• WHAT THIS TASK INVOLVES: Collect and copy each line in the records below that contains the word "countertop".

• Coordinate annotation records:
****************
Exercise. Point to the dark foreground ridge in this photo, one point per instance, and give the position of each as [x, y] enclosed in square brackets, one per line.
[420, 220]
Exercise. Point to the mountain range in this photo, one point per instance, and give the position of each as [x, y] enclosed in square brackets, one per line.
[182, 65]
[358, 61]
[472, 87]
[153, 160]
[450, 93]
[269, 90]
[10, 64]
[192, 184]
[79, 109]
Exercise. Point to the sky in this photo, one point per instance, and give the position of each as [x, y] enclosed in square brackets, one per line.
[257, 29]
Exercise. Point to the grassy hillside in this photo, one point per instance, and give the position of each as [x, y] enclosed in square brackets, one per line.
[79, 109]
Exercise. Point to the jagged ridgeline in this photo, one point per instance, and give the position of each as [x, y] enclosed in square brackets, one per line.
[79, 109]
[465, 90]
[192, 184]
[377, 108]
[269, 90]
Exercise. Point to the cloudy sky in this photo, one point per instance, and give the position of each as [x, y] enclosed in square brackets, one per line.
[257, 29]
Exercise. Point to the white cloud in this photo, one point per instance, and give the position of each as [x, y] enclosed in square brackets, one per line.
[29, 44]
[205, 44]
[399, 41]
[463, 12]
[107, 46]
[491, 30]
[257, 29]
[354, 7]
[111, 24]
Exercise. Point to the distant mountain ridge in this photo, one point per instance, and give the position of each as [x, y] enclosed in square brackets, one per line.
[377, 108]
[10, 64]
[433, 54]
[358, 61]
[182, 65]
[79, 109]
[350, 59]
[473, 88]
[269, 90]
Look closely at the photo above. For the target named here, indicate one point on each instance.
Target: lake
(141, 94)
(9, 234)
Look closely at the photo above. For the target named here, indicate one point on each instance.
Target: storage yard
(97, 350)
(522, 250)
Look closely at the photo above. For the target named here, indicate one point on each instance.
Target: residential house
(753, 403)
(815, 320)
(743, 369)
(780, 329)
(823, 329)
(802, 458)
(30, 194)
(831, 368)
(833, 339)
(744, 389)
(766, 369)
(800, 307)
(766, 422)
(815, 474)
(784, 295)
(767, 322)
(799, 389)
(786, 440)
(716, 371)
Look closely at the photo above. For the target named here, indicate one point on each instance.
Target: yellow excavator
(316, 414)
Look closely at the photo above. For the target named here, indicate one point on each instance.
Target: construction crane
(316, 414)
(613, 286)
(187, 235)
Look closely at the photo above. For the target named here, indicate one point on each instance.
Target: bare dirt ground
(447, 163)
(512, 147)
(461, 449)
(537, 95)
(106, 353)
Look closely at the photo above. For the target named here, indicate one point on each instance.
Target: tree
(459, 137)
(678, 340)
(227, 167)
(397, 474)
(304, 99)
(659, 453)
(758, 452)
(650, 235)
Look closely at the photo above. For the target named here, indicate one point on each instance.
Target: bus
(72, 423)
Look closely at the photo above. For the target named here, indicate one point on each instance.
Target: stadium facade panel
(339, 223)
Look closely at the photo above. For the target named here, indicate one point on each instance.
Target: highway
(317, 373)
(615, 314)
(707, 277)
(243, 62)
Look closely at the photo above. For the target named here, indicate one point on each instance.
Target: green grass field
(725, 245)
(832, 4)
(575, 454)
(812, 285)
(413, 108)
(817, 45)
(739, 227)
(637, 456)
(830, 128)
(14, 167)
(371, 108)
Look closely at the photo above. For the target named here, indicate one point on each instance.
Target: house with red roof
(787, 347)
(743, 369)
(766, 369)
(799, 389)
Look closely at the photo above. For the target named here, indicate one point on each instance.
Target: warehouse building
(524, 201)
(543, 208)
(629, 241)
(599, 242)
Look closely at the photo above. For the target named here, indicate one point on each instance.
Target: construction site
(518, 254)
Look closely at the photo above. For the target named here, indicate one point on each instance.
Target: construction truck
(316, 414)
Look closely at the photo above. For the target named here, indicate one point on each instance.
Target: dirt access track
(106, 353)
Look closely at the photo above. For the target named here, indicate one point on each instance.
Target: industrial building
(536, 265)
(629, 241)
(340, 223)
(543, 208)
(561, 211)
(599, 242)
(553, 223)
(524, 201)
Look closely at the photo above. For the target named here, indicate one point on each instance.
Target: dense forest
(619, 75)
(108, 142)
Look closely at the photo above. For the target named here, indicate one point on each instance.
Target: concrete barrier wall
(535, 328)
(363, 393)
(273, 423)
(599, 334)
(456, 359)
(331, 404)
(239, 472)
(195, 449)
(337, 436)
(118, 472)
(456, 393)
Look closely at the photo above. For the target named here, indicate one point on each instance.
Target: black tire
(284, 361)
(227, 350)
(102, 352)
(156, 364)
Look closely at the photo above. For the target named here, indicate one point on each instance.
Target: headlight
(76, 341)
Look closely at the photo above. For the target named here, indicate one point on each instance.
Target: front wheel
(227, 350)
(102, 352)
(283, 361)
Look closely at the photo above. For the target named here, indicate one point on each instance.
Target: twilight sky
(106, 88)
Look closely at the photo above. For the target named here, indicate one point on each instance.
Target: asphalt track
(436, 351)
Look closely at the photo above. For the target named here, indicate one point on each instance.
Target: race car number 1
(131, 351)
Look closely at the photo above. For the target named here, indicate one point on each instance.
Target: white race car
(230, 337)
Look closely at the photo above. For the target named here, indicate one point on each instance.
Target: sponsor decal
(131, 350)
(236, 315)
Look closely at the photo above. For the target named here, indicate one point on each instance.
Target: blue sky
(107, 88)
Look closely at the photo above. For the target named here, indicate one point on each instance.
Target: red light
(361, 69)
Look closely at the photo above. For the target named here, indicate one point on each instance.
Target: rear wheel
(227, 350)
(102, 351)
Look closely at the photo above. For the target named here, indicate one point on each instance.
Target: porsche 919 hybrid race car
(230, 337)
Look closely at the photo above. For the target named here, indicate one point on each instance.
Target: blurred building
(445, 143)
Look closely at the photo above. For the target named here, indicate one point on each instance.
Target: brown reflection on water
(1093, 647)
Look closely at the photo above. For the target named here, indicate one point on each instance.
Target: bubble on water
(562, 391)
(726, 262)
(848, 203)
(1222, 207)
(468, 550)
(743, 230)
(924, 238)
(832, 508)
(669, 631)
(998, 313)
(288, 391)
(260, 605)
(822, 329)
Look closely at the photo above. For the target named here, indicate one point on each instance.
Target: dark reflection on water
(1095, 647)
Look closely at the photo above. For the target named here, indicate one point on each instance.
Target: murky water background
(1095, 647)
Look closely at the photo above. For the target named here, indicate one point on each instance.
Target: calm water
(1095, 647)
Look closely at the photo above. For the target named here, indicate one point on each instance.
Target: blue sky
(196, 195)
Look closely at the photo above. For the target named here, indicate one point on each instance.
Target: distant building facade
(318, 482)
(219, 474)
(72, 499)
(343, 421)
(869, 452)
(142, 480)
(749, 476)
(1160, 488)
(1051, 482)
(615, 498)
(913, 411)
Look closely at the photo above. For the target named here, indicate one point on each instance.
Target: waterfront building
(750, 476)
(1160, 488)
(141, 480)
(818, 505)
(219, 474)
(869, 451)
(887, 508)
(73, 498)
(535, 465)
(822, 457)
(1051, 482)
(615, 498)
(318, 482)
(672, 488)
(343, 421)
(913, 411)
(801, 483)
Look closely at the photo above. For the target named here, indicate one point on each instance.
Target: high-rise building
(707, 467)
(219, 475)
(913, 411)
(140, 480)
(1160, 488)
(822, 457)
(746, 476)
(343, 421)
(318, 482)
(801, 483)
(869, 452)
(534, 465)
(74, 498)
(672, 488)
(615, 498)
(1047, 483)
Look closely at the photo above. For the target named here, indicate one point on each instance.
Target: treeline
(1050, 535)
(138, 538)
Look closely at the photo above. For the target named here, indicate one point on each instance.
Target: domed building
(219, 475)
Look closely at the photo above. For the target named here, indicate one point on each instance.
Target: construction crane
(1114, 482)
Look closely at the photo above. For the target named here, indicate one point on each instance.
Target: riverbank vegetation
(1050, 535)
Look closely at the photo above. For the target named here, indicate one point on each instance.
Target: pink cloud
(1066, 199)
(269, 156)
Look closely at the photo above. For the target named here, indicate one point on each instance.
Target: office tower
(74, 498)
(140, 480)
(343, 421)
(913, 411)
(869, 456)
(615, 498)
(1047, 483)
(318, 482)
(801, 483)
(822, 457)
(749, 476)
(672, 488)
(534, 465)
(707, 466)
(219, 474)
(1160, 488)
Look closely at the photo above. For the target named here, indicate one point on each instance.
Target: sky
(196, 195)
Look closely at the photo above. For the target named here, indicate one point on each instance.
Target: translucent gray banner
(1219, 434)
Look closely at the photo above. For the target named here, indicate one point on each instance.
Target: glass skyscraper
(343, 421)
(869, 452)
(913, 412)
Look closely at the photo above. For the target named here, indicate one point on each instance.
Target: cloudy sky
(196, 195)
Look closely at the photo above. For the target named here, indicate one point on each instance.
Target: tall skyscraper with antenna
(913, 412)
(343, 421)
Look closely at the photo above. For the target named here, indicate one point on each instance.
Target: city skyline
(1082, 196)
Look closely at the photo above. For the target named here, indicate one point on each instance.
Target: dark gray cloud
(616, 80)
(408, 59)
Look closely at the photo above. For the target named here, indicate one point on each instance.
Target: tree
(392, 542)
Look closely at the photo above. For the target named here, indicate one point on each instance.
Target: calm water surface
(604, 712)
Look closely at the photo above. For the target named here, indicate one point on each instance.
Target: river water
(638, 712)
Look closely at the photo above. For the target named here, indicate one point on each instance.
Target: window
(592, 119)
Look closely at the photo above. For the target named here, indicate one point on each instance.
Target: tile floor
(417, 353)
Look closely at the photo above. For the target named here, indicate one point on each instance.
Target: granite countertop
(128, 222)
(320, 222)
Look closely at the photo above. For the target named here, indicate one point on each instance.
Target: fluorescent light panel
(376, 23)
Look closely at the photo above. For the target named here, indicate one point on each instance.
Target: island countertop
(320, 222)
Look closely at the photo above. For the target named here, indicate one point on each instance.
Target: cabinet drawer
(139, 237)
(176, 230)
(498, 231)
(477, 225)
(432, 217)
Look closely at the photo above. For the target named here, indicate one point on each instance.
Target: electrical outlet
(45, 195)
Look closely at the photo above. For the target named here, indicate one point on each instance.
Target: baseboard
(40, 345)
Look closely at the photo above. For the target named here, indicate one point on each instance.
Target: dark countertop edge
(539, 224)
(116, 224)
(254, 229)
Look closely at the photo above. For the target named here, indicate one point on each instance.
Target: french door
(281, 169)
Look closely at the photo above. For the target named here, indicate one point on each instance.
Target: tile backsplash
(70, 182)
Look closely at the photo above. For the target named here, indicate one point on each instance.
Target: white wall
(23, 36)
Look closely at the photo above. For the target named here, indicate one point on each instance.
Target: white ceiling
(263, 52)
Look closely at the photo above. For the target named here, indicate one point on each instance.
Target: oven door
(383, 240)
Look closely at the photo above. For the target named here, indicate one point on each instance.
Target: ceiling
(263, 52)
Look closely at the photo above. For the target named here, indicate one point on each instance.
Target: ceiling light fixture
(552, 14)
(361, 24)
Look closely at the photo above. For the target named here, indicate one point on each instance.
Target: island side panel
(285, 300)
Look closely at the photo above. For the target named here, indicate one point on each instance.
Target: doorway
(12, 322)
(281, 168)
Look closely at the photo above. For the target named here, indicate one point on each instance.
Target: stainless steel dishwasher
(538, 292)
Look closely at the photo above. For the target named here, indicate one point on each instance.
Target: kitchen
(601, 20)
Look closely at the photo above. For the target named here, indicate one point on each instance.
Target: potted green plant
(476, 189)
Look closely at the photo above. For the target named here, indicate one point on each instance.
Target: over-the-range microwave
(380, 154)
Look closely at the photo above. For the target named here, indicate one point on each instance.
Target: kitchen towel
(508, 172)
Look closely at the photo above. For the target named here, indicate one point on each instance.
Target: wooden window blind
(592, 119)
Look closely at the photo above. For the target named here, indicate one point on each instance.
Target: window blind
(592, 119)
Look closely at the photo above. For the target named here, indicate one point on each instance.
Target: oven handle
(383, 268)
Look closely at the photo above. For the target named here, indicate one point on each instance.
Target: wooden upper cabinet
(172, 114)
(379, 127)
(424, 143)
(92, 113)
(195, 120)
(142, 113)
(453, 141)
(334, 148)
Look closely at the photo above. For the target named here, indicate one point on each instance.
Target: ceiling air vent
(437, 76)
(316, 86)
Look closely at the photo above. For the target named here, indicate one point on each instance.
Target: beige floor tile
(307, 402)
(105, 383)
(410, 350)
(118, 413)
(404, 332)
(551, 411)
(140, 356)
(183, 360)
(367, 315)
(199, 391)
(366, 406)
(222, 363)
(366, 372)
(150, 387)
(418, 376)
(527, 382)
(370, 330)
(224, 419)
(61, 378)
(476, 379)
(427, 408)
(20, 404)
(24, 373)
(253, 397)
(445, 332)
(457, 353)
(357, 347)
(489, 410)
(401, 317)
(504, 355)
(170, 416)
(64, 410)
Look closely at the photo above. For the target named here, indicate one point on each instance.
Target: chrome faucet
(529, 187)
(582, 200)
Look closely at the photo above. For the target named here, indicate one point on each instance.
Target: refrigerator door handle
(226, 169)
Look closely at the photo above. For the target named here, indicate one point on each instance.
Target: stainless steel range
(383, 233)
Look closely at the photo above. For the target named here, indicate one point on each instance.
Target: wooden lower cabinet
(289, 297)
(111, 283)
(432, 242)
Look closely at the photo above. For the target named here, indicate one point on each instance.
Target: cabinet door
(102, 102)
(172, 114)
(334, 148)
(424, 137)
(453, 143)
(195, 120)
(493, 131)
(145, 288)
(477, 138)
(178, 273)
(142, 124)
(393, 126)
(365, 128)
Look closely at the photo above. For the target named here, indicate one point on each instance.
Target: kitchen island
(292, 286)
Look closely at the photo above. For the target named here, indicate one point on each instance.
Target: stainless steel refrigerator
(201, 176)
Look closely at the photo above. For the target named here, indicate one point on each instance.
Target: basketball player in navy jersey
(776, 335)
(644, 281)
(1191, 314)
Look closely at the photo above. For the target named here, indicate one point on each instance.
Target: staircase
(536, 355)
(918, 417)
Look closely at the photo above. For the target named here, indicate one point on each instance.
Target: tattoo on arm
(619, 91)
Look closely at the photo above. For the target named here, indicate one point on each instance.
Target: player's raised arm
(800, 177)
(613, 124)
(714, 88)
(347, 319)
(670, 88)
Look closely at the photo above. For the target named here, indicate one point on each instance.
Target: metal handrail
****************
• EXERCISE SOLUTION:
Target: granite countertop
Target: island countertop
Target: dark countertop edge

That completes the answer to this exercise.